## REQUIREMENT A
According to the text on Lipinski's rule of five, why does the rule have "five" in its name?
## REQUIREMENT B
Write a continuation of the text on Lipinski's rule of five, starting after its last line.

**** TEXT BLOCK ****

The rule of five is the most quoted guideline in drug discovery — and the most misused. Learn where its four numbers came from, what it does and does not predict, and how to fold it into modern multiparameter thinking instead of treating it as a pass/fail gate.

Where the four numbers came from

In 1997 Christopher Lipinski and colleagues looked back over thousands of orally active compounds and noticed they clustered. From that pattern came the rule of five: poor oral absorption becomes likely when a molecule breaks more than one of four limits. The "five" in the name is because every threshold is a multiple of five.

Lipinski's Rule of Five (a flag is raised if you break >1):

  Molecular weight        <= 500
  logP                    <= 5
  H-bond donors           <= 5   (count of N-H and O-H)
  H-bond acceptors        <= 10  (count of N and O)

Note what it covers: passive oral ABSORPTION only.
Note what it ignores: potency, selectivity, metabolism,
                      toxicity, and active transport.

**** SUPPLIED INFORMATION ****

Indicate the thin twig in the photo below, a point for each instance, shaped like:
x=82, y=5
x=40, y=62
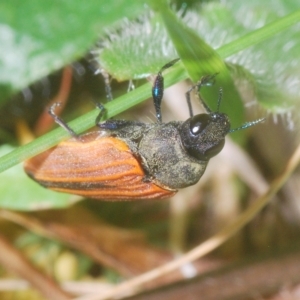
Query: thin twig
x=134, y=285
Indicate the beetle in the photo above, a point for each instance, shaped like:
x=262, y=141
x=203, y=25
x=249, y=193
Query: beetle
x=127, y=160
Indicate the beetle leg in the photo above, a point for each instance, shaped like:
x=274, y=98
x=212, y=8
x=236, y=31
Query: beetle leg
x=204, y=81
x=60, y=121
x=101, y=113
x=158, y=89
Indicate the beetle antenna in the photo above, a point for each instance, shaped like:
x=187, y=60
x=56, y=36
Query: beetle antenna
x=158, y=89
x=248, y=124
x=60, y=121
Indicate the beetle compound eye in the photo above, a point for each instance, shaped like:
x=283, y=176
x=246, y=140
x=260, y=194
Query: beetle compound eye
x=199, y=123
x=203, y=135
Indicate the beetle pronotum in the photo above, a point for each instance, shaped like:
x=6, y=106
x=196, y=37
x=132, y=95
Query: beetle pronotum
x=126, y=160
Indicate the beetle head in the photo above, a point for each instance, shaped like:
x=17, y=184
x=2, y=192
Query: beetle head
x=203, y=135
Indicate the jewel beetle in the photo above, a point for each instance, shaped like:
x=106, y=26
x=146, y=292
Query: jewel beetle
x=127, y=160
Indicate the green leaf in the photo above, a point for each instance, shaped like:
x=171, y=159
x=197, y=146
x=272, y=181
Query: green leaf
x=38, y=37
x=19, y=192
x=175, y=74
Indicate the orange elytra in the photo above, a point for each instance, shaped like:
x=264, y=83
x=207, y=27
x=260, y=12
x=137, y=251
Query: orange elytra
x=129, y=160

****

## TASK OUTPUT A
Every threshold in the rule is a multiple of five.

## TASK OUTPUT B
Four soft limits, each a multiple of five — a quick screen for likely passive oral absorption.

Each number traces back to properties you now understand. The molecular weight cap reflects that bigger molecules diffuse and dissolve more slowly. The logP cap is the upper edge of the lipophilicity sweet spot. The donor and acceptor limits are stand-ins for polar surface area and the cost of shedding water to cross a membrane. The rule is really four familiar properties wearing round-number clothes.

What it does — and does not — tell you

The rule of five is a risk flag for passive oral absorption, nothing more. It says nothing about whether a molecule is potent, selective, metabolically stable, or safe. A compound can pass all four limits and still be a useless drug; a compound can break a limit and be a blockbuster. Lipinski himself framed it as a guideline, not a law — and explicitly noted exceptions.

The exceptions are instructive. Whole drug classes live happily outside the box: natural products, macrocycles, and many antibiotics are large and polar yet orally active, often because they ride on active transporters or adopt folded shapes that hide their polarity. The rule was built on passive diffusion, so it simply does not apply where another mechanism carries the molecule across. Use it to raise an eyebrow, not to slam a door.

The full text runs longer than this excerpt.